Directions for this task:
Gather every line of the items below that contains the word "chair", matching case exactly.
====== Records for processing
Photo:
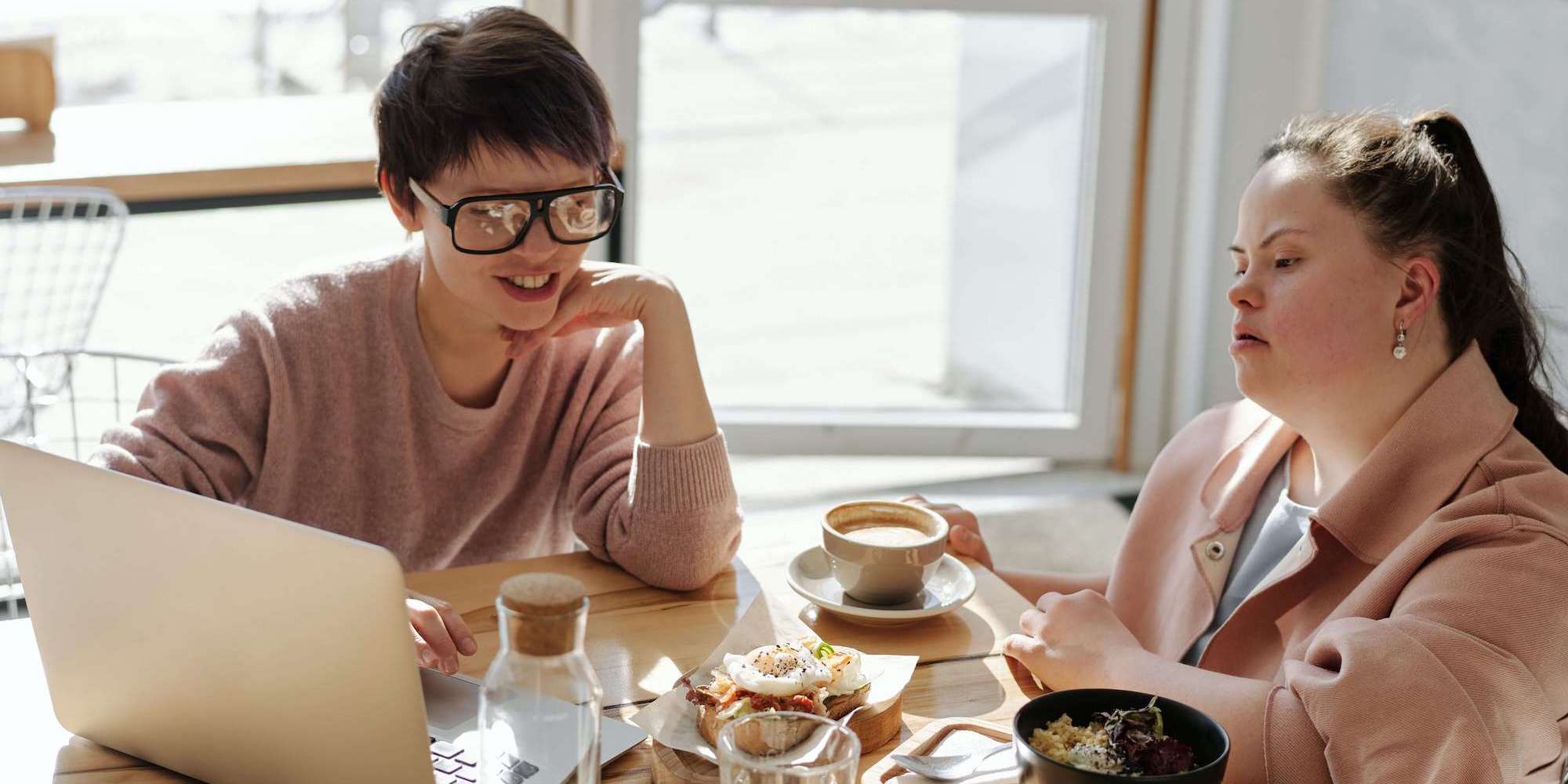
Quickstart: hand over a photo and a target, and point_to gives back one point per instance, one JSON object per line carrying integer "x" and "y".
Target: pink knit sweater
{"x": 321, "y": 405}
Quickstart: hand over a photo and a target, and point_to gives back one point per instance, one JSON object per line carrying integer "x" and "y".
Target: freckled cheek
{"x": 1321, "y": 339}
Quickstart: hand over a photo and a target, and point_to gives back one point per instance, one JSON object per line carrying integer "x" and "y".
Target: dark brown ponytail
{"x": 1420, "y": 187}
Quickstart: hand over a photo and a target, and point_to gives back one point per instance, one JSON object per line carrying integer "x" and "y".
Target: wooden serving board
{"x": 926, "y": 741}
{"x": 683, "y": 768}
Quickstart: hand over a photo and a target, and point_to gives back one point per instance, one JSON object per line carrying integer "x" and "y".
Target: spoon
{"x": 949, "y": 768}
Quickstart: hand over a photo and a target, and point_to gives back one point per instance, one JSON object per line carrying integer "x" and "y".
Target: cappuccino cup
{"x": 884, "y": 553}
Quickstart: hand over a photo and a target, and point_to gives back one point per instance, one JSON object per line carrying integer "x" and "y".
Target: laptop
{"x": 230, "y": 645}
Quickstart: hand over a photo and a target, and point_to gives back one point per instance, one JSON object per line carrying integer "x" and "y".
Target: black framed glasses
{"x": 498, "y": 223}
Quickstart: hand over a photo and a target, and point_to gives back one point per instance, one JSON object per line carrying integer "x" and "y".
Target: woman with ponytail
{"x": 1360, "y": 570}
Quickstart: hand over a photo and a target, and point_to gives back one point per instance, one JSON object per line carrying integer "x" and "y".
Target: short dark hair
{"x": 499, "y": 76}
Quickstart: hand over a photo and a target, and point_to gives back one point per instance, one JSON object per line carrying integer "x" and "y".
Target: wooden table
{"x": 201, "y": 150}
{"x": 641, "y": 641}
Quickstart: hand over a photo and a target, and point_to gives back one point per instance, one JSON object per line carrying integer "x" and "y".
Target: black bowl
{"x": 1211, "y": 747}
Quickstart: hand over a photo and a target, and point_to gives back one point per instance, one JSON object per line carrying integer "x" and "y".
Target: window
{"x": 901, "y": 227}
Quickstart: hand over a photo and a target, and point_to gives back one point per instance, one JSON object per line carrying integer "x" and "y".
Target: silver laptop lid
{"x": 209, "y": 639}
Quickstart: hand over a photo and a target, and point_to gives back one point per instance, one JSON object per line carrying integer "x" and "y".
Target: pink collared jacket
{"x": 1420, "y": 631}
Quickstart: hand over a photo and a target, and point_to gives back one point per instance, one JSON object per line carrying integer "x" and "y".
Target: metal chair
{"x": 57, "y": 250}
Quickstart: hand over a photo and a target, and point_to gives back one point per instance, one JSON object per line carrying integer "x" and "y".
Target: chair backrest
{"x": 57, "y": 250}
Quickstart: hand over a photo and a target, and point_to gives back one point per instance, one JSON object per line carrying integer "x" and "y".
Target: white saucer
{"x": 811, "y": 576}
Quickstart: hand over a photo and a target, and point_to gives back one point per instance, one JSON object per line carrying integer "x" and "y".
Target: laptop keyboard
{"x": 460, "y": 766}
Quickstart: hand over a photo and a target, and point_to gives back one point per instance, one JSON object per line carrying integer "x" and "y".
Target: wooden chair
{"x": 27, "y": 85}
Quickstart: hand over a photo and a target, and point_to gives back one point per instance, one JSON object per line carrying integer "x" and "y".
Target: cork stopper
{"x": 548, "y": 612}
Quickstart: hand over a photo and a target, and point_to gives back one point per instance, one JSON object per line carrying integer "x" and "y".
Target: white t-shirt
{"x": 1274, "y": 529}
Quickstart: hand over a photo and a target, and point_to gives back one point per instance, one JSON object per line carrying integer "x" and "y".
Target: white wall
{"x": 1229, "y": 76}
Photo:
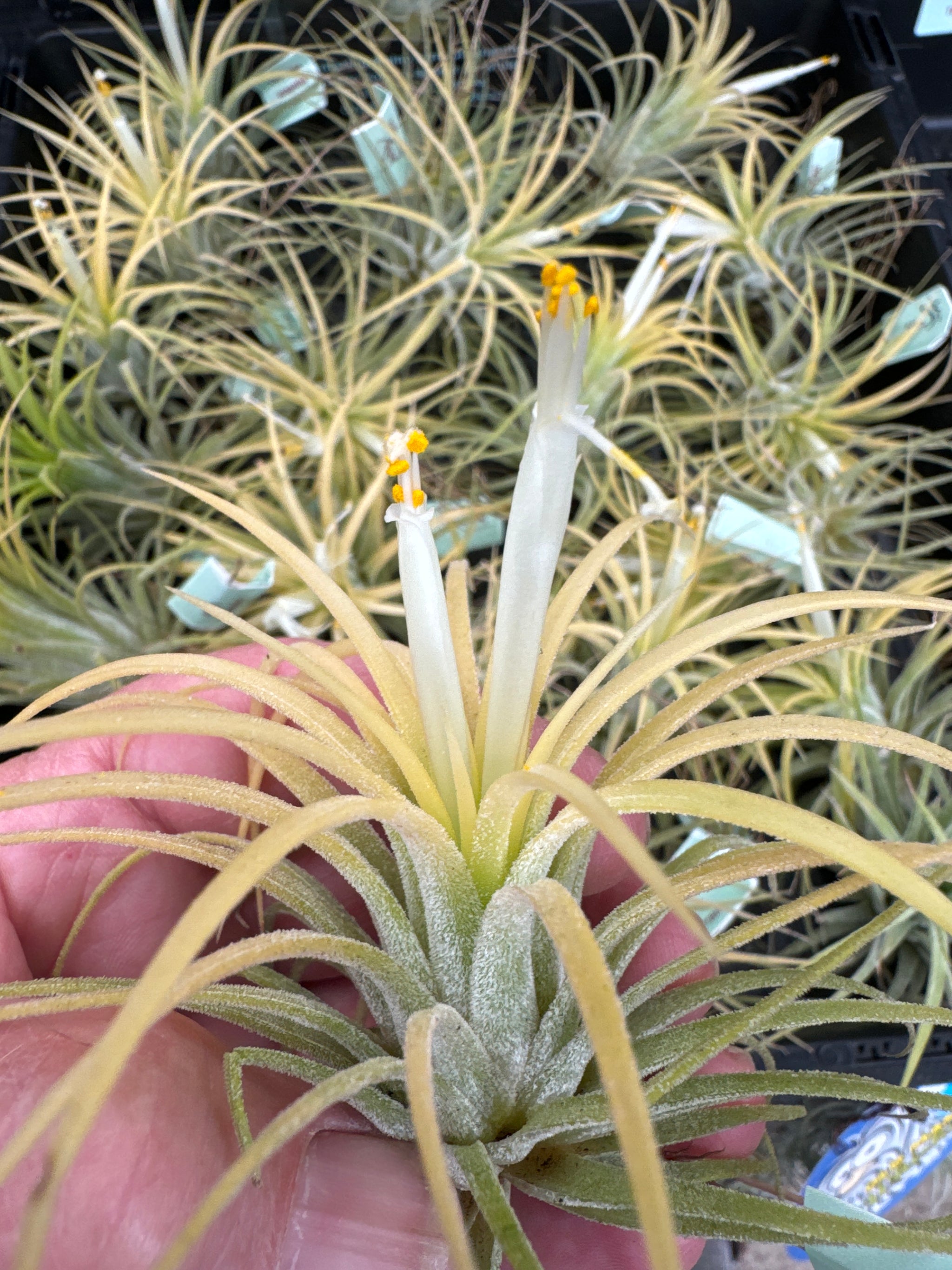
============
Answer below:
Target: metal chair
Target: chair backrest
Target: wooden chair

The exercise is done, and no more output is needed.